- [TASK DETAILS]: Arrange everything from the start of the records down to the line that contains "1L49 0L35 0ZM255" as a JSON list of strings, one string per line, with blank lines skipped and the pictures left out.

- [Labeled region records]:
** START **

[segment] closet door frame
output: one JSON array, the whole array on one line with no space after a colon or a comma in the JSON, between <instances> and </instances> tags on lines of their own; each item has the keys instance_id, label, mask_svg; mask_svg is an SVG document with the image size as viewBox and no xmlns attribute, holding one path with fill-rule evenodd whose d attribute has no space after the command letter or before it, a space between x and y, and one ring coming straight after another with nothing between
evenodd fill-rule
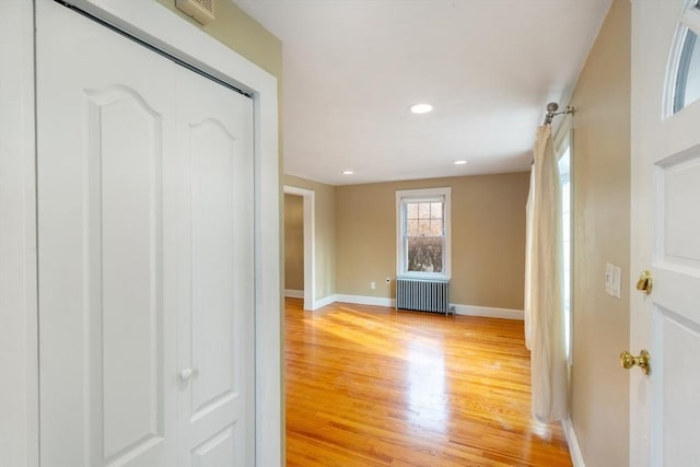
<instances>
[{"instance_id":1,"label":"closet door frame","mask_svg":"<svg viewBox=\"0 0 700 467\"><path fill-rule=\"evenodd\" d=\"M49 1L49 0L35 0ZM255 125L256 464L282 465L280 176L277 80L155 0L65 0L217 79L249 92ZM38 467L38 326L34 2L0 2L0 450Z\"/></svg>"}]
</instances>

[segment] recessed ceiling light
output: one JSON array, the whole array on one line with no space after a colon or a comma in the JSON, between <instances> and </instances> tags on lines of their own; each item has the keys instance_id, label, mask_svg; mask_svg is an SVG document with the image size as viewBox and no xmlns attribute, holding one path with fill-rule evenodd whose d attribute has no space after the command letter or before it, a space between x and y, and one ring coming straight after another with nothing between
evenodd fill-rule
<instances>
[{"instance_id":1,"label":"recessed ceiling light","mask_svg":"<svg viewBox=\"0 0 700 467\"><path fill-rule=\"evenodd\" d=\"M410 110L413 114L428 114L433 109L433 106L430 104L415 104L410 106Z\"/></svg>"}]
</instances>

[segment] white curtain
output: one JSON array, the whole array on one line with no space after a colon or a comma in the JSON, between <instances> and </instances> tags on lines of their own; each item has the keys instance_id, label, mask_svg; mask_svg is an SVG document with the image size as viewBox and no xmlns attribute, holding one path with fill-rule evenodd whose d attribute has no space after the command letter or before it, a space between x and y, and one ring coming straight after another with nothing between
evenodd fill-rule
<instances>
[{"instance_id":1,"label":"white curtain","mask_svg":"<svg viewBox=\"0 0 700 467\"><path fill-rule=\"evenodd\" d=\"M551 128L537 130L527 202L525 339L530 350L533 412L542 421L569 416L563 319L563 245L559 164Z\"/></svg>"}]
</instances>

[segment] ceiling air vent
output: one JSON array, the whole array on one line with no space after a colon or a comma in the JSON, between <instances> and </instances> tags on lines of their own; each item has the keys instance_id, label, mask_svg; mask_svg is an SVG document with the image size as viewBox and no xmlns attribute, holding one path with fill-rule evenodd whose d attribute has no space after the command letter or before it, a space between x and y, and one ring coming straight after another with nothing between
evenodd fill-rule
<instances>
[{"instance_id":1,"label":"ceiling air vent","mask_svg":"<svg viewBox=\"0 0 700 467\"><path fill-rule=\"evenodd\" d=\"M214 21L214 0L175 0L175 7L200 24Z\"/></svg>"}]
</instances>

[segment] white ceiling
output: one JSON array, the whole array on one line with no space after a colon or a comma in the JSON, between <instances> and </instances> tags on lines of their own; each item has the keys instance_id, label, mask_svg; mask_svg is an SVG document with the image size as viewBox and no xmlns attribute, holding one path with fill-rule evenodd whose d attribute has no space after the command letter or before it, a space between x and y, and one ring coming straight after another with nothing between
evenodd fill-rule
<instances>
[{"instance_id":1,"label":"white ceiling","mask_svg":"<svg viewBox=\"0 0 700 467\"><path fill-rule=\"evenodd\" d=\"M527 170L610 3L234 1L282 40L284 173L330 185Z\"/></svg>"}]
</instances>

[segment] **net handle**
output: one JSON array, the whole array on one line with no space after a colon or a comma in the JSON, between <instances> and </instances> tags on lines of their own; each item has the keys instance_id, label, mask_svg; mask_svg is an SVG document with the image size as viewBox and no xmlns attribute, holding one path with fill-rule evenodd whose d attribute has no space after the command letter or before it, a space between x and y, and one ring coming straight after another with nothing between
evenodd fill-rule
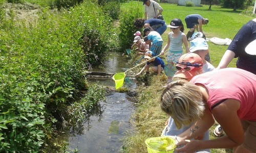
<instances>
[{"instance_id":1,"label":"net handle","mask_svg":"<svg viewBox=\"0 0 256 153\"><path fill-rule=\"evenodd\" d=\"M155 56L155 57L153 57L153 58L152 58L152 59L148 59L148 60L146 60L146 61L145 61L143 62L142 63L140 63L140 64L139 64L139 65L136 65L136 66L134 66L134 67L132 67L131 68L130 68L130 69L128 69L127 70L126 70L126 71L125 71L125 72L124 72L124 73L126 73L126 72L127 72L127 71L130 71L130 70L131 70L131 69L133 69L133 68L135 68L135 67L137 67L137 66L140 66L140 65L141 65L141 64L143 64L144 63L145 63L145 62L147 62L147 61L150 61L150 60L152 60L152 59L154 59L154 58L156 58L157 57L159 57L159 56L160 56L160 55L161 55L161 54L159 54L159 55L158 55L158 56Z\"/></svg>"}]
</instances>

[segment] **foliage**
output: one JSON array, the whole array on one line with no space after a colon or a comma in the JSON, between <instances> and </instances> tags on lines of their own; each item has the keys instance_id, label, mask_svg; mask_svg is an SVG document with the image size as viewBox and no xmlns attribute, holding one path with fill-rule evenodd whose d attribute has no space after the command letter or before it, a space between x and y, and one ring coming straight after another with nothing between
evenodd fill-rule
<instances>
[{"instance_id":1,"label":"foliage","mask_svg":"<svg viewBox=\"0 0 256 153\"><path fill-rule=\"evenodd\" d=\"M133 26L133 22L136 18L142 17L141 12L143 12L143 11L142 7L138 3L138 4L135 6L130 6L125 8L125 9L123 9L119 16L119 37L120 46L122 49L130 48L134 39L133 34L138 30L141 31L136 29Z\"/></svg>"},{"instance_id":2,"label":"foliage","mask_svg":"<svg viewBox=\"0 0 256 153\"><path fill-rule=\"evenodd\" d=\"M118 19L120 12L120 4L119 1L109 1L102 6L102 9L113 19Z\"/></svg>"},{"instance_id":3,"label":"foliage","mask_svg":"<svg viewBox=\"0 0 256 153\"><path fill-rule=\"evenodd\" d=\"M24 3L24 0L7 0L7 2L11 3Z\"/></svg>"},{"instance_id":4,"label":"foliage","mask_svg":"<svg viewBox=\"0 0 256 153\"><path fill-rule=\"evenodd\" d=\"M62 117L82 121L84 110L103 99L93 86L76 102L88 88L87 64L102 59L116 37L110 18L89 1L61 12L45 8L36 22L19 20L14 12L0 22L0 152L39 152L56 122L69 120ZM80 109L76 104L83 112L71 108Z\"/></svg>"},{"instance_id":5,"label":"foliage","mask_svg":"<svg viewBox=\"0 0 256 153\"><path fill-rule=\"evenodd\" d=\"M185 6L188 7L194 7L195 4L192 2L190 1L185 1Z\"/></svg>"}]
</instances>

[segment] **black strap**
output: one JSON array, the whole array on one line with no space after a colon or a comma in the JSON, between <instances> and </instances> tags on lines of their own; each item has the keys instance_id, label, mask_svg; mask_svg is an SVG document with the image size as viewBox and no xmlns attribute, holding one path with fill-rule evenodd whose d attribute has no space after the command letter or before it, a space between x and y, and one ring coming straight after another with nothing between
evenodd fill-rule
<instances>
[{"instance_id":1,"label":"black strap","mask_svg":"<svg viewBox=\"0 0 256 153\"><path fill-rule=\"evenodd\" d=\"M157 15L157 14L156 13L156 10L155 9L155 5L154 5L154 3L155 3L155 2L153 2L154 11L155 11L155 14L156 14L156 15Z\"/></svg>"}]
</instances>

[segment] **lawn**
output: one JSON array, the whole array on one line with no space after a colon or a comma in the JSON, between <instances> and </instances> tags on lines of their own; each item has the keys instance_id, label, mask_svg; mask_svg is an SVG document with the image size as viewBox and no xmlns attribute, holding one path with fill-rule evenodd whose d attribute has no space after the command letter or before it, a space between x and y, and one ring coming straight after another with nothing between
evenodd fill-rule
<instances>
[{"instance_id":1,"label":"lawn","mask_svg":"<svg viewBox=\"0 0 256 153\"><path fill-rule=\"evenodd\" d=\"M188 31L186 29L185 17L191 14L199 14L204 18L207 18L209 23L203 26L204 33L206 38L218 37L232 39L242 26L249 20L254 18L253 16L245 15L244 10L238 10L233 11L231 9L222 8L220 6L212 6L209 10L209 6L186 7L174 4L159 3L164 11L162 13L166 24L175 18L181 19L185 26L185 34ZM140 10L136 10L144 18L143 6L141 2L130 1L122 4L122 9L126 9L129 7L139 5ZM250 9L251 8L250 8ZM252 8L253 9L253 8ZM167 43L168 29L162 35L163 45ZM208 42L210 55L212 65L217 67L224 53L227 48L227 45L219 45L210 41ZM164 56L161 58L165 61ZM234 59L228 67L236 67L237 59ZM146 152L146 146L144 141L147 138L159 136L167 116L163 113L159 106L160 96L163 86L166 84L166 77L164 74L156 76L151 73L149 76L150 85L148 86L138 86L138 103L136 112L133 114L131 121L135 130L127 132L124 138L123 149L125 152ZM210 139L216 137L213 135L215 125L209 130ZM211 152L232 152L230 148L212 149Z\"/></svg>"},{"instance_id":2,"label":"lawn","mask_svg":"<svg viewBox=\"0 0 256 153\"><path fill-rule=\"evenodd\" d=\"M245 15L242 12L243 10L237 10L233 11L232 9L223 8L220 6L212 6L211 10L209 10L209 6L202 5L202 7L187 7L177 6L168 3L159 3L163 8L162 15L167 24L175 18L180 18L184 26L184 33L186 34L189 29L186 29L185 22L186 16L191 14L199 14L204 18L209 19L207 25L203 26L203 30L206 38L218 37L232 39L242 26L254 17ZM144 18L144 8L142 2L130 1L129 3L122 3L123 9L139 5L141 6L141 10L137 10L138 13L141 14L141 17ZM253 9L253 8L252 8ZM162 35L163 39L163 45L167 43L167 34L170 32L168 28ZM209 49L212 65L217 67L223 55L227 48L226 45L219 45L208 41ZM234 59L229 64L228 67L236 67Z\"/></svg>"}]
</instances>

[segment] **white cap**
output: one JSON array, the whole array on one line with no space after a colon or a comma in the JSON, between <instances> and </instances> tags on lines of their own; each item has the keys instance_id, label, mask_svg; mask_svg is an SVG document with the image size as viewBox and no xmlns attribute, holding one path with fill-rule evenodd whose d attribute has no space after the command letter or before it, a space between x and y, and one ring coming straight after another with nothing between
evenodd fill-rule
<instances>
[{"instance_id":1,"label":"white cap","mask_svg":"<svg viewBox=\"0 0 256 153\"><path fill-rule=\"evenodd\" d=\"M136 36L134 37L134 41L133 42L137 42L138 40L140 40L141 38L140 38L140 36Z\"/></svg>"}]
</instances>

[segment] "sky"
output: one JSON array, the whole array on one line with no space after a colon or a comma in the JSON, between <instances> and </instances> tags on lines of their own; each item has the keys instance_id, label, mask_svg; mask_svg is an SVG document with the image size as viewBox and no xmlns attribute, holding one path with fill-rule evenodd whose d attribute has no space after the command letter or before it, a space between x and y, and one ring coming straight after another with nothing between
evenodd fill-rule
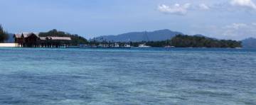
<instances>
[{"instance_id":1,"label":"sky","mask_svg":"<svg viewBox=\"0 0 256 105\"><path fill-rule=\"evenodd\" d=\"M87 38L169 29L220 39L256 38L256 0L0 0L9 33L57 29Z\"/></svg>"}]
</instances>

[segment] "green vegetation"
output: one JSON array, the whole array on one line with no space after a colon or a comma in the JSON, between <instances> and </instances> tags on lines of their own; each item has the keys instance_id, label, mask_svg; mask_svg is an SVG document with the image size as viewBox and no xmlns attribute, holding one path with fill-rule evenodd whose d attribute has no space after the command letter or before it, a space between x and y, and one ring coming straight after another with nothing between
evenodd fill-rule
<instances>
[{"instance_id":1,"label":"green vegetation","mask_svg":"<svg viewBox=\"0 0 256 105\"><path fill-rule=\"evenodd\" d=\"M178 35L171 39L171 45L177 48L241 48L241 42L217 40L203 36Z\"/></svg>"},{"instance_id":2,"label":"green vegetation","mask_svg":"<svg viewBox=\"0 0 256 105\"><path fill-rule=\"evenodd\" d=\"M9 35L7 32L4 31L3 27L0 25L0 43L4 43L4 40L8 40Z\"/></svg>"},{"instance_id":3,"label":"green vegetation","mask_svg":"<svg viewBox=\"0 0 256 105\"><path fill-rule=\"evenodd\" d=\"M117 43L124 44L125 43ZM241 48L242 43L231 40L217 40L203 36L177 35L163 41L130 42L131 46L138 47L140 44L151 47L174 46L176 48Z\"/></svg>"},{"instance_id":4,"label":"green vegetation","mask_svg":"<svg viewBox=\"0 0 256 105\"><path fill-rule=\"evenodd\" d=\"M70 37L72 39L72 40L70 41L70 44L72 45L88 44L88 41L82 36L80 36L77 34L65 33L63 31L58 31L56 29L53 29L46 33L40 33L39 36Z\"/></svg>"}]
</instances>

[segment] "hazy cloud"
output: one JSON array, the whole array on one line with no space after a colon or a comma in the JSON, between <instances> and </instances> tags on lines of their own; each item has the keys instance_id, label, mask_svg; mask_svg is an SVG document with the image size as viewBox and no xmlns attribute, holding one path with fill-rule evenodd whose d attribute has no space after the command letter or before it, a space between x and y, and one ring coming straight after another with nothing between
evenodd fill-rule
<instances>
[{"instance_id":1,"label":"hazy cloud","mask_svg":"<svg viewBox=\"0 0 256 105\"><path fill-rule=\"evenodd\" d=\"M252 0L231 0L230 4L232 6L246 7L256 10L256 5Z\"/></svg>"},{"instance_id":2,"label":"hazy cloud","mask_svg":"<svg viewBox=\"0 0 256 105\"><path fill-rule=\"evenodd\" d=\"M188 9L190 7L190 6L191 6L190 4L185 4L183 5L176 4L171 6L162 4L158 6L158 10L164 13L185 15L187 13Z\"/></svg>"},{"instance_id":3,"label":"hazy cloud","mask_svg":"<svg viewBox=\"0 0 256 105\"><path fill-rule=\"evenodd\" d=\"M206 4L199 4L199 8L201 9L204 9L204 10L208 10L210 9L210 7L208 6L207 6Z\"/></svg>"},{"instance_id":4,"label":"hazy cloud","mask_svg":"<svg viewBox=\"0 0 256 105\"><path fill-rule=\"evenodd\" d=\"M246 24L242 23L234 23L228 25L222 29L222 34L228 38L233 38L236 39L246 38L248 37L256 36L256 26L254 23Z\"/></svg>"}]
</instances>

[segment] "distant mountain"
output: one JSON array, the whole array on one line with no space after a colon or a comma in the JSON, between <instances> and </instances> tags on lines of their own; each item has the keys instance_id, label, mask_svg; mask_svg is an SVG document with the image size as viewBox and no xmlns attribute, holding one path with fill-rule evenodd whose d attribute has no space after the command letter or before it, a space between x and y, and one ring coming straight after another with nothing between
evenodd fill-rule
<instances>
[{"instance_id":1,"label":"distant mountain","mask_svg":"<svg viewBox=\"0 0 256 105\"><path fill-rule=\"evenodd\" d=\"M249 38L242 40L242 45L245 48L256 48L256 38Z\"/></svg>"},{"instance_id":2,"label":"distant mountain","mask_svg":"<svg viewBox=\"0 0 256 105\"><path fill-rule=\"evenodd\" d=\"M5 40L5 43L14 43L14 33L8 33L9 39L7 40Z\"/></svg>"},{"instance_id":3,"label":"distant mountain","mask_svg":"<svg viewBox=\"0 0 256 105\"><path fill-rule=\"evenodd\" d=\"M117 35L103 35L95 38L94 39L97 41L107 40L114 42L159 41L171 39L178 34L183 35L182 33L166 29L153 32L132 32Z\"/></svg>"}]
</instances>

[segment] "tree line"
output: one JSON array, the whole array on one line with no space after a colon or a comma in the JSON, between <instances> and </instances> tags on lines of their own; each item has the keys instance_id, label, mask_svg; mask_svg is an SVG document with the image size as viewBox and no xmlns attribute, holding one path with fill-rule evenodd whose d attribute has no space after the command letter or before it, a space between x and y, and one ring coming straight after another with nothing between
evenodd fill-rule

** END **

- [COMPLETED EXERCISE]:
[
  "[segment] closet door frame",
  "output: one JSON array, the whole array on one line with no space after a colon or a comma in the JSON, between <instances> and </instances> tags on lines of their own; each item has the keys instance_id, label, mask_svg; mask_svg is an SVG document with the image size as viewBox and no xmlns attribute, holding one path with fill-rule evenodd whose d attribute has no space after the command letter or before it, a space between x and y, and one ring coming straight after another with nothing between",
  "evenodd fill-rule",
  "<instances>",
  "[{\"instance_id\":1,\"label\":\"closet door frame\",\"mask_svg\":\"<svg viewBox=\\\"0 0 700 467\\\"><path fill-rule=\\\"evenodd\\\" d=\\\"M49 1L49 0L35 0ZM255 125L256 464L282 465L280 176L277 80L155 0L65 0L217 79L249 92ZM38 467L38 326L34 2L0 2L0 450Z\\\"/></svg>\"}]"
]